EXTRACTED INFORMATION ▸

>>

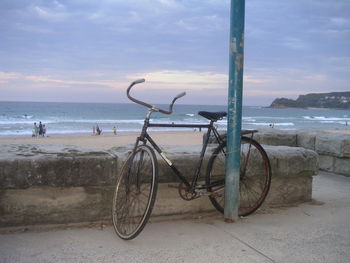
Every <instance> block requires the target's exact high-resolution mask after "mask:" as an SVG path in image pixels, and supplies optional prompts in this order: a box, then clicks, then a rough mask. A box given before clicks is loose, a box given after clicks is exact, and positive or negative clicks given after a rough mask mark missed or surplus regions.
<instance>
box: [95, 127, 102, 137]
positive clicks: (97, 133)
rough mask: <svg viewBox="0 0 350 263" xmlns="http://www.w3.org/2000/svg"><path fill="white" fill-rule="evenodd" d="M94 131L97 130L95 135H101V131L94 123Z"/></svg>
mask: <svg viewBox="0 0 350 263" xmlns="http://www.w3.org/2000/svg"><path fill="white" fill-rule="evenodd" d="M96 132H97V135H101V133H102V130H101V129H100V127H99V126H98V125H96Z"/></svg>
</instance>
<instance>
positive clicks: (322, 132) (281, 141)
mask: <svg viewBox="0 0 350 263" xmlns="http://www.w3.org/2000/svg"><path fill="white" fill-rule="evenodd" d="M294 137H296V145H294ZM254 138H255V139H257V141H259V142H260V143H266V144H269V145H286V146H297V147H303V148H305V149H310V150H313V151H315V152H317V153H318V154H319V155H320V170H322V171H327V172H331V173H336V174H342V175H345V176H350V134H343V133H340V132H337V131H335V132H327V131H317V130H314V131H310V130H297V131H283V130H277V129H268V130H266V129H262V130H261V131H259V133H257V134H256V136H254ZM289 140H290V141H289Z"/></svg>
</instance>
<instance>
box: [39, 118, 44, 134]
mask: <svg viewBox="0 0 350 263" xmlns="http://www.w3.org/2000/svg"><path fill="white" fill-rule="evenodd" d="M39 136H43V125H42V123H41V121H40V122H39Z"/></svg>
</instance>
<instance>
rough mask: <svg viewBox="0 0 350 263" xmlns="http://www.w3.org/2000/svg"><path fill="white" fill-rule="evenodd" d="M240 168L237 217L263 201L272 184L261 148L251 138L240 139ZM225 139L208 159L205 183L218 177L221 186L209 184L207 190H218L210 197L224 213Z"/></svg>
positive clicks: (268, 191)
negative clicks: (216, 192)
mask: <svg viewBox="0 0 350 263" xmlns="http://www.w3.org/2000/svg"><path fill="white" fill-rule="evenodd" d="M240 156H241V171H240V184H239V199H240V200H239V209H238V215H239V216H248V215H250V214H252V213H254V212H255V211H256V210H257V209H258V208H259V207H260V206H261V205H262V203H263V202H264V200H265V198H266V196H267V194H268V192H269V189H270V185H271V166H270V161H269V158H268V156H267V154H266V152H265V150H264V149H263V147H262V146H261V145H260V144H259V143H258V142H257V141H255V140H254V139H252V138H249V137H245V136H242V138H241V155H240ZM225 160H226V142H223V143H221V144H220V145H219V146H218V147H217V148H216V149H215V150H214V152H213V154H212V156H211V157H210V159H209V162H208V168H207V173H206V184H207V185H210V184H211V183H213V182H214V180H217V182H220V184H221V185H218V186H215V187H210V188H209V189H208V190H209V191H210V192H215V191H218V190H220V188H221V190H220V193H219V194H218V193H215V194H212V195H210V196H209V199H210V201H211V203H212V204H213V205H214V207H215V208H216V209H217V210H218V211H219V212H220V213H224V200H225V195H224V189H223V188H224V182H225V167H226V166H225Z"/></svg>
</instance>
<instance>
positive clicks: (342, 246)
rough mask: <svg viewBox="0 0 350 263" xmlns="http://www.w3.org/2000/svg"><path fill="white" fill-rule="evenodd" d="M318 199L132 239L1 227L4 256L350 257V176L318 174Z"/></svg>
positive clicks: (349, 260)
mask: <svg viewBox="0 0 350 263" xmlns="http://www.w3.org/2000/svg"><path fill="white" fill-rule="evenodd" d="M313 198H314V201H312V202H311V203H307V204H302V205H299V206H297V207H288V208H276V209H272V210H271V211H268V213H259V214H255V215H252V216H250V217H248V218H245V219H241V220H240V221H239V222H237V223H235V224H226V223H224V222H223V221H222V219H221V218H218V217H205V218H203V219H201V220H172V221H164V222H154V223H150V224H148V225H147V226H146V228H145V229H144V231H143V232H142V233H141V234H140V236H139V237H138V238H136V239H135V240H132V241H122V240H121V239H119V238H118V237H117V236H116V235H115V234H114V230H113V229H112V227H106V228H103V230H101V229H100V228H73V229H64V230H51V231H46V232H35V231H29V232H26V233H14V234H2V235H0V262H1V263H3V262H11V263H12V262H74V263H78V262H143V263H145V262H292V263H296V262H332V263H335V262H344V263H345V262H346V263H348V262H350V178H346V177H342V176H337V175H333V174H326V173H321V174H320V175H319V176H317V177H315V178H314V191H313Z"/></svg>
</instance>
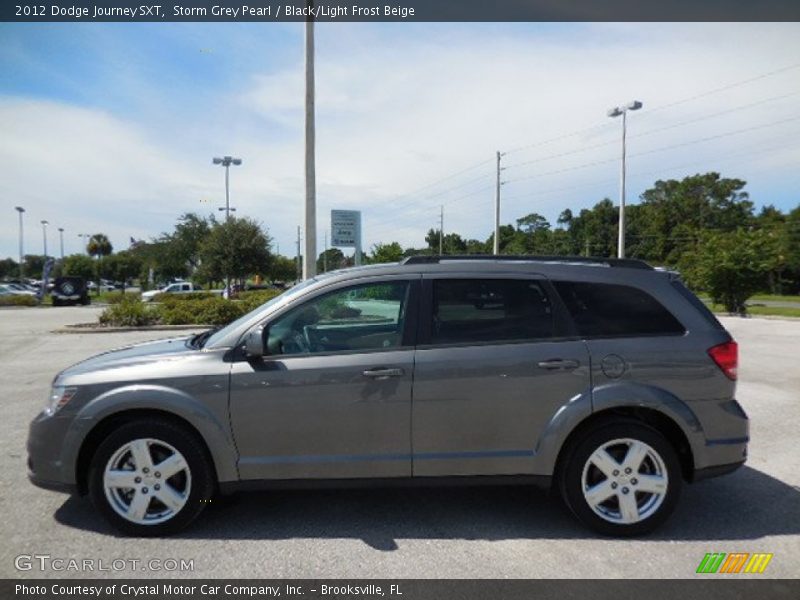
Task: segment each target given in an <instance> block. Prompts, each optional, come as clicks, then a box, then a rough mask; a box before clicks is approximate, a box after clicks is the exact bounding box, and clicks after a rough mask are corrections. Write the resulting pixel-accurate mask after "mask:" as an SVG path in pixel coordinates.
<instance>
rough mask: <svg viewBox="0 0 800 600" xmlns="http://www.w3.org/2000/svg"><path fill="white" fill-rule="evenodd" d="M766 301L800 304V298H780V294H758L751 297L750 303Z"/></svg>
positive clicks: (797, 297)
mask: <svg viewBox="0 0 800 600" xmlns="http://www.w3.org/2000/svg"><path fill="white" fill-rule="evenodd" d="M763 300H766V301H768V302H797V303H798V304H800V296H797V295H795V296H779V295H778V294H756V295H755V296H751V297H750V298H749V299H748V300H747V301H748V302H759V301H763Z"/></svg>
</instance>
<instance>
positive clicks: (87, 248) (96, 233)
mask: <svg viewBox="0 0 800 600" xmlns="http://www.w3.org/2000/svg"><path fill="white" fill-rule="evenodd" d="M86 251H87V252H88V253H89V254H91V255H92V256H94V257H96V258H100V257H103V256H108V255H109V254H111V253H112V252H113V251H114V247H113V246H112V245H111V242H110V241H109V239H108V236H107V235H106V234H104V233H95V234H94V235H93V236H92V237H90V238H89V243H88V244H86Z"/></svg>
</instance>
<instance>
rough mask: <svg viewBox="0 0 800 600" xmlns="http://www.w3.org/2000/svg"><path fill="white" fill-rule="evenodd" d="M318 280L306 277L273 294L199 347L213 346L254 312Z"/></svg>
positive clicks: (287, 295)
mask: <svg viewBox="0 0 800 600" xmlns="http://www.w3.org/2000/svg"><path fill="white" fill-rule="evenodd" d="M319 280H320V277H316V278H311V279H306V280H305V281H303V282H301V283H298V284H297V285H295V286H293V287H291V288H289V289H288V290H286V291H285V292H283V293H282V294H279V295H278V296H275V297H274V298H272V299H271V300H268V301H267V302H265V303H264V304H262V305H261V306H259V307H258V308H256V309H255V310H252V311H250V312H249V313H247V314H246V315H243V316H241V317H239V318H238V319H236V320H235V321H233V322H231V323H229V324H228V325H226V326H225V327H223V328H222V329H220V330H219V331H217V332H215V333H214V335H212V336H210V337H209V338H208V339H207V340H205V343H204V344H202V345H201V346H200V347H203V346H214V345H215V344H218V343H219V342H221V341H222V340H224V339H225V337H226V336H228V335H229V334H230V333H231V332H232V331H235V330H236V329H237V328H238V327H239V326H240V325H242V324H244V323H246V322H247V321H249V320H250V319H252V318H253V315H255V314H256V313H259V312H262V311H264V310H265V309H267V308H269V307H271V306H275V305H277V304H283V303H285V302H289V301H291V300H292V298H294V296H296V295H297V294H298V293H299V292H301V291H302V290H304V289H306V288H307V287H309V286H311V285H312V284H314V283H317V282H318V281H319Z"/></svg>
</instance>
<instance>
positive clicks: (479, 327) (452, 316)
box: [431, 279, 554, 344]
mask: <svg viewBox="0 0 800 600" xmlns="http://www.w3.org/2000/svg"><path fill="white" fill-rule="evenodd" d="M553 336H554V321H553V310H552V306H551V303H550V298H549V297H548V295H547V294H546V293H545V290H544V288H543V287H542V285H541V283H540V282H538V281H535V280H530V279H437V280H435V281H434V282H433V311H432V323H431V343H432V344H481V343H490V342H505V341H521V340H534V339H542V338H552V337H553Z"/></svg>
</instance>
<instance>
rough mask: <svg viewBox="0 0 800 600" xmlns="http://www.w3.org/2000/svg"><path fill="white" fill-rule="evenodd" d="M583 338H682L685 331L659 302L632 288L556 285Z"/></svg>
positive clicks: (610, 285) (597, 283)
mask: <svg viewBox="0 0 800 600" xmlns="http://www.w3.org/2000/svg"><path fill="white" fill-rule="evenodd" d="M553 286H554V287H555V288H556V291H557V292H558V294H559V295H560V296H561V298H562V300H563V301H564V304H565V305H566V307H567V310H568V311H569V313H570V315H571V316H572V319H573V321H574V322H575V325H576V327H577V329H578V334H579V335H581V336H582V337H632V336H648V335H682V334H683V333H685V331H686V330H685V328H684V327H683V325H681V323H680V322H679V321H678V320H677V319H676V318H675V317H674V316H673V314H672V313H671V312H669V311H668V310H667V309H666V308H665V307H664V306H663V305H662V304H661V303H660V302H659V301H658V300H656V299H655V298H654V297H653V296H651V295H650V294H648V293H647V292H645V291H643V290H640V289H638V288H635V287H631V286H628V285H618V284H608V283H588V282H574V281H554V282H553Z"/></svg>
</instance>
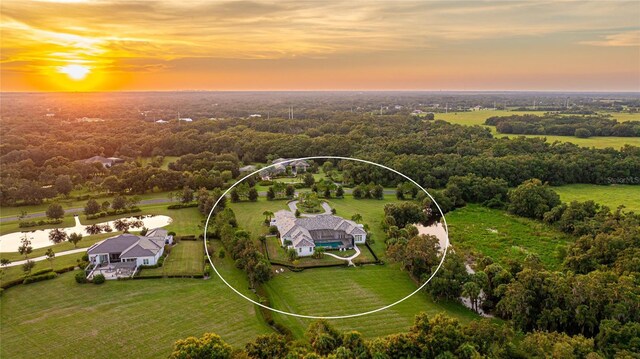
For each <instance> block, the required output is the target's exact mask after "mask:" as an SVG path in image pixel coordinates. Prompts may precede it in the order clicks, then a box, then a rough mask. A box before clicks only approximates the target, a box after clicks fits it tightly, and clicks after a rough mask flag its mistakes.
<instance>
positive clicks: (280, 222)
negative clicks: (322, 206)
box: [271, 210, 367, 257]
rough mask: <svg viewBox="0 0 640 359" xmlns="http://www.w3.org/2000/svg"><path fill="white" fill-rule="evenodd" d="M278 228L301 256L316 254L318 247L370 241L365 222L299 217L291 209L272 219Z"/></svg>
mask: <svg viewBox="0 0 640 359" xmlns="http://www.w3.org/2000/svg"><path fill="white" fill-rule="evenodd" d="M271 224H272V225H275V226H276V227H277V228H278V232H279V233H280V241H281V244H282V245H283V246H287V247H288V248H294V249H295V250H296V252H297V253H298V256H300V257H306V256H310V255H313V252H314V251H315V248H316V247H323V248H326V249H342V248H353V246H354V245H356V244H363V243H365V241H366V240H367V232H365V230H364V229H363V228H362V225H361V224H357V223H355V222H353V221H350V220H347V219H344V218H341V217H338V216H335V215H332V214H320V215H317V216H313V217H302V218H296V217H295V216H294V214H293V213H291V212H290V211H285V210H282V211H278V212H276V213H275V215H274V219H273V220H272V222H271Z"/></svg>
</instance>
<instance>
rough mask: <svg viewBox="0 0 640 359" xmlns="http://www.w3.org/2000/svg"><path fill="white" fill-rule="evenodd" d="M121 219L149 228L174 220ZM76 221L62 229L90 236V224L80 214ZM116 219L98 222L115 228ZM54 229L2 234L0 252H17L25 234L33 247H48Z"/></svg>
mask: <svg viewBox="0 0 640 359" xmlns="http://www.w3.org/2000/svg"><path fill="white" fill-rule="evenodd" d="M120 220H126V221H137V220H139V221H142V223H143V226H144V227H147V228H149V229H153V228H159V227H164V226H166V225H168V224H170V223H171V221H172V219H171V217H169V216H156V215H144V216H133V217H126V218H120ZM75 221H76V223H75V225H74V226H73V227H67V228H62V230H64V231H65V232H66V233H67V235H69V234H71V233H80V234H82V235H83V236H84V237H88V236H89V235H88V234H87V232H86V231H85V229H86V228H87V227H88V226H85V225H83V224H82V223H80V218H79V217H78V216H76V217H75ZM114 221H115V220H114ZM114 221H108V222H102V223H98V225H100V226H104V225H109V227H111V228H112V229H114V225H113V222H114ZM52 229H53V228H49V229H40V230H36V231H30V232H14V233H9V234H5V235H2V236H0V252H2V253H6V252H17V251H18V247H19V246H20V241H21V240H22V238H23V237H24V235H25V234H26V235H27V237H28V238H29V239H31V247H33V249H38V248H43V247H48V246H50V245H51V244H52V242H51V241H49V232H51V230H52ZM131 229H133V230H136V229H142V228H141V227H140V228H136V227H131ZM114 230H115V229H114Z"/></svg>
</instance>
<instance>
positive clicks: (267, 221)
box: [262, 211, 273, 223]
mask: <svg viewBox="0 0 640 359" xmlns="http://www.w3.org/2000/svg"><path fill="white" fill-rule="evenodd" d="M262 215H263V216H264V217H265V218H264V222H265V223H269V222H271V217H273V212H271V211H264V212H262Z"/></svg>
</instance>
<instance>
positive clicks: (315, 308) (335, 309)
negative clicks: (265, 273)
mask: <svg viewBox="0 0 640 359" xmlns="http://www.w3.org/2000/svg"><path fill="white" fill-rule="evenodd" d="M416 288H417V287H416V285H415V283H414V282H413V281H412V280H411V279H410V278H409V276H408V274H407V273H406V272H403V271H401V270H400V269H399V268H398V267H397V266H395V265H383V266H378V265H366V266H361V267H356V268H353V267H350V268H343V267H332V268H314V269H308V270H305V271H303V272H299V273H293V272H289V271H285V272H284V273H281V274H277V275H276V276H275V277H274V278H273V279H271V280H270V281H269V282H267V284H266V285H265V289H266V290H267V292H268V293H269V298H270V300H271V304H272V306H274V308H276V309H280V310H284V311H290V312H294V313H297V314H305V315H320V316H337V315H347V314H356V313H359V312H363V311H369V310H374V309H377V308H380V307H382V306H385V305H388V304H391V303H393V302H395V301H397V300H399V299H401V298H402V297H404V296H406V295H408V294H409V293H411V292H413V291H414V290H415V289H416ZM421 311H424V312H427V313H428V314H430V315H435V314H436V313H441V312H445V313H446V314H448V315H450V316H452V317H455V318H457V319H459V320H461V321H463V322H467V321H469V320H472V319H476V318H478V316H477V315H476V314H475V313H473V312H471V311H470V310H468V309H467V308H465V307H463V306H462V305H461V304H457V303H449V302H440V303H436V302H433V301H432V300H431V299H430V298H429V296H428V295H427V294H425V293H422V292H419V293H416V294H415V295H414V296H412V297H411V298H409V299H407V300H406V301H404V302H402V303H400V304H398V305H396V306H394V307H392V308H389V309H386V310H384V311H381V312H378V313H374V314H369V315H365V316H362V317H355V318H349V319H341V320H331V321H330V322H331V324H333V325H335V326H336V327H337V328H339V329H341V330H357V331H360V332H361V333H362V334H363V335H364V336H365V337H367V338H371V337H375V336H381V335H387V334H392V333H397V332H400V331H406V330H408V329H409V327H410V326H411V325H412V324H413V320H414V317H415V315H416V314H418V313H419V312H421ZM274 319H275V320H276V321H278V322H281V323H282V324H284V325H285V326H287V327H288V328H290V329H291V330H292V331H293V333H294V335H295V336H296V337H298V338H301V337H303V334H304V331H305V330H306V328H307V326H308V325H309V324H310V323H311V322H312V320H310V319H302V318H297V317H291V316H286V315H282V314H278V313H274Z"/></svg>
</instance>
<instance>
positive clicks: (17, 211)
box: [0, 192, 177, 220]
mask: <svg viewBox="0 0 640 359" xmlns="http://www.w3.org/2000/svg"><path fill="white" fill-rule="evenodd" d="M169 193H170V192H155V193H145V194H141V195H138V198H140V200H147V199H155V198H169ZM101 195H102V194H99V193H95V196H96V201H98V203H102V202H104V201H109V202H112V201H113V197H114V196H115V195H108V196H106V197H100V198H97V197H98V196H101ZM125 197H127V198H129V197H131V196H125ZM176 201H177V200H176ZM54 202H56V203H60V204H61V205H62V207H63V208H64V209H65V210H67V209H69V208H84V206H85V205H86V204H87V200H82V201H77V200H75V199H74V198H73V196H71V198H70V199H61V198H56V199H52V200H48V201H47V202H45V203H42V204H38V205H32V206H18V207H6V206H5V207H1V208H0V217H8V216H16V215H20V213H21V211H27V213H28V214H33V213H42V214H43V215H44V212H46V210H47V208H48V207H49V205H50V204H51V203H54ZM168 204H169V203H165V206H166V205H168ZM139 207H142V206H139ZM27 220H30V219H27ZM31 220H38V219H31Z"/></svg>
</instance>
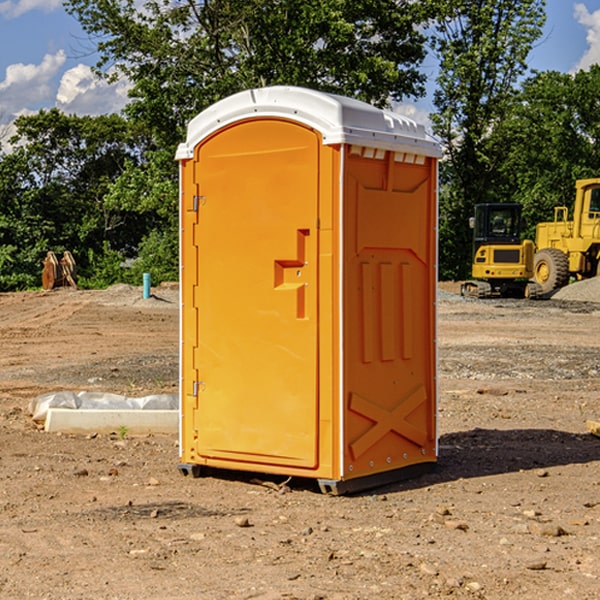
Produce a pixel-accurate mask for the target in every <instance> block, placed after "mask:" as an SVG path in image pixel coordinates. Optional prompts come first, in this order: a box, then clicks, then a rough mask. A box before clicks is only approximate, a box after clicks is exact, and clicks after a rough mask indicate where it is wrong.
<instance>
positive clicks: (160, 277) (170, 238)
mask: <svg viewBox="0 0 600 600" xmlns="http://www.w3.org/2000/svg"><path fill="white" fill-rule="evenodd" d="M143 273H150V278H151V281H152V283H153V285H156V284H157V283H160V282H161V281H179V262H178V238H177V235H176V233H175V235H174V234H173V232H169V231H157V230H154V231H152V232H150V233H149V234H148V235H147V236H146V237H145V238H144V240H143V241H142V243H141V244H140V248H139V254H138V258H137V260H135V261H134V262H133V264H132V265H131V267H130V268H129V269H128V270H127V272H126V274H125V276H124V279H125V281H126V282H128V283H130V284H132V285H141V282H142V277H143Z"/></svg>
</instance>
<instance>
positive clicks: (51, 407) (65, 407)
mask: <svg viewBox="0 0 600 600" xmlns="http://www.w3.org/2000/svg"><path fill="white" fill-rule="evenodd" d="M49 408H72V409H84V410H85V409H88V410H91V409H94V410H136V409H139V410H144V409H145V410H178V408H179V399H178V397H177V395H176V394H153V395H150V396H143V397H142V398H130V397H128V396H121V395H120V394H109V393H104V392H69V391H62V392H48V393H47V394H42V395H41V396H38V397H37V398H34V399H33V400H31V402H30V403H29V412H30V414H31V415H32V418H33V420H34V421H39V422H42V423H43V422H44V421H45V420H46V415H47V414H48V409H49Z"/></svg>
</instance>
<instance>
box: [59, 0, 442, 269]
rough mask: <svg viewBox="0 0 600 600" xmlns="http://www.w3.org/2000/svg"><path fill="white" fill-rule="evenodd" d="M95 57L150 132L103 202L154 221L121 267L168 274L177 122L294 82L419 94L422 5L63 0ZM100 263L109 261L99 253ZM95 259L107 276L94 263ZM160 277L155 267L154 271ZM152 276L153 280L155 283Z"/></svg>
mask: <svg viewBox="0 0 600 600" xmlns="http://www.w3.org/2000/svg"><path fill="white" fill-rule="evenodd" d="M66 8H67V10H68V11H69V12H70V13H71V14H72V15H74V16H75V17H76V18H77V19H78V20H79V21H80V23H81V25H82V27H83V28H84V30H85V31H86V32H87V33H88V34H89V35H90V39H91V40H92V41H93V43H94V44H95V45H97V50H98V52H99V54H100V60H99V62H98V65H97V69H96V70H97V73H98V74H101V75H102V76H104V77H107V78H108V79H111V78H116V77H120V76H124V77H126V78H128V80H129V81H130V82H131V84H132V88H131V91H130V97H131V102H130V103H129V104H128V106H127V107H126V109H125V114H126V116H127V117H128V118H129V120H130V122H131V123H133V124H135V126H136V127H140V128H143V130H144V131H146V132H148V134H149V136H150V138H151V142H150V143H149V144H148V146H147V148H146V152H145V153H144V156H143V160H142V161H140V162H138V161H135V160H132V161H128V162H127V163H126V165H125V168H124V170H123V172H122V174H121V176H120V177H119V179H118V180H117V181H115V182H113V183H111V184H110V185H109V187H108V190H107V195H106V197H105V206H106V207H109V208H110V209H112V210H114V211H116V212H117V213H118V214H123V213H126V214H131V215H133V214H137V215H139V216H140V218H144V219H146V220H147V221H148V222H150V220H152V219H153V224H152V226H151V227H150V228H149V229H148V230H147V231H146V236H147V237H145V238H144V239H143V240H142V241H141V243H140V244H139V246H138V250H139V256H138V258H139V260H138V261H137V262H136V263H135V264H134V267H133V269H132V270H131V272H130V273H131V276H137V272H138V271H139V270H140V269H144V270H148V271H150V272H152V273H153V279H158V280H160V279H162V278H165V277H177V269H176V266H177V263H176V260H177V250H178V245H177V239H178V228H177V214H178V211H177V202H178V192H177V190H178V186H177V173H178V172H177V166H176V163H175V161H174V160H173V156H174V153H175V148H176V146H177V144H178V143H179V142H181V141H182V140H183V139H185V128H186V126H187V123H188V122H189V121H190V120H191V119H192V118H193V117H194V116H195V115H196V114H198V113H199V112H200V111H202V110H204V109H205V108H207V107H208V106H210V105H211V104H213V103H214V102H216V101H218V100H220V99H221V98H224V97H226V96H229V95H231V94H233V93H235V92H238V91H240V90H243V89H247V88H252V87H258V86H267V85H275V84H286V85H298V86H305V87H311V88H317V89H320V90H323V91H329V92H335V93H340V94H344V95H348V96H353V97H356V98H360V99H362V100H365V101H367V102H371V103H373V104H376V105H378V106H384V105H386V104H388V103H389V102H390V101H391V100H400V99H402V98H404V97H406V96H415V97H416V96H418V95H421V94H422V93H423V92H424V86H423V84H424V80H425V76H424V75H423V74H421V73H420V72H419V70H418V67H419V64H420V63H421V61H422V60H423V58H424V56H425V37H424V35H423V34H422V33H421V32H420V30H419V29H418V25H420V24H422V23H423V22H425V20H426V18H427V17H428V11H430V10H432V7H430V6H429V4H428V3H418V2H413V1H412V0H377V1H375V0H303V1H302V2H299V1H298V0H204V1H200V2H196V1H195V0H176V1H173V0H147V1H146V2H144V3H143V5H141V6H140V3H139V2H137V1H136V0H125V1H121V0H119V1H117V0H67V2H66ZM107 256H108V254H107ZM94 260H95V261H96V263H97V264H98V265H99V268H102V269H103V270H105V271H106V272H110V271H111V268H110V264H112V262H114V261H112V260H111V259H110V257H109V260H108V262H109V263H110V264H109V265H108V268H107V269H105V267H106V265H105V262H104V261H103V260H102V258H101V257H100V256H98V255H96V256H94ZM157 270H158V272H157ZM154 274H156V277H154Z"/></svg>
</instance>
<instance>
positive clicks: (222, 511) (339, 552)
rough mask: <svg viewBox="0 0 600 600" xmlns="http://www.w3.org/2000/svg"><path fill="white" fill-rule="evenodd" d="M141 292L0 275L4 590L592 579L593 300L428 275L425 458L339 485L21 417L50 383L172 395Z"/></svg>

<<

Your answer must be the lines from the opening line of the entries through the line holding "positive clicks: (97, 133)", written out exactly and without any picture.

Every <instance> block requires the target's exact high-resolution mask after "mask:" as an SVG path in image pixels, and supplies optional prompts in this order: a box, then clicks, then a rough mask. A box given before clicks is loose, a box given after clicks is exact, and positive or negative clicks given after a rough mask mark missed or surplus regions.
<instance>
box: [95, 127, 102, 137]
positive clicks: (97, 133)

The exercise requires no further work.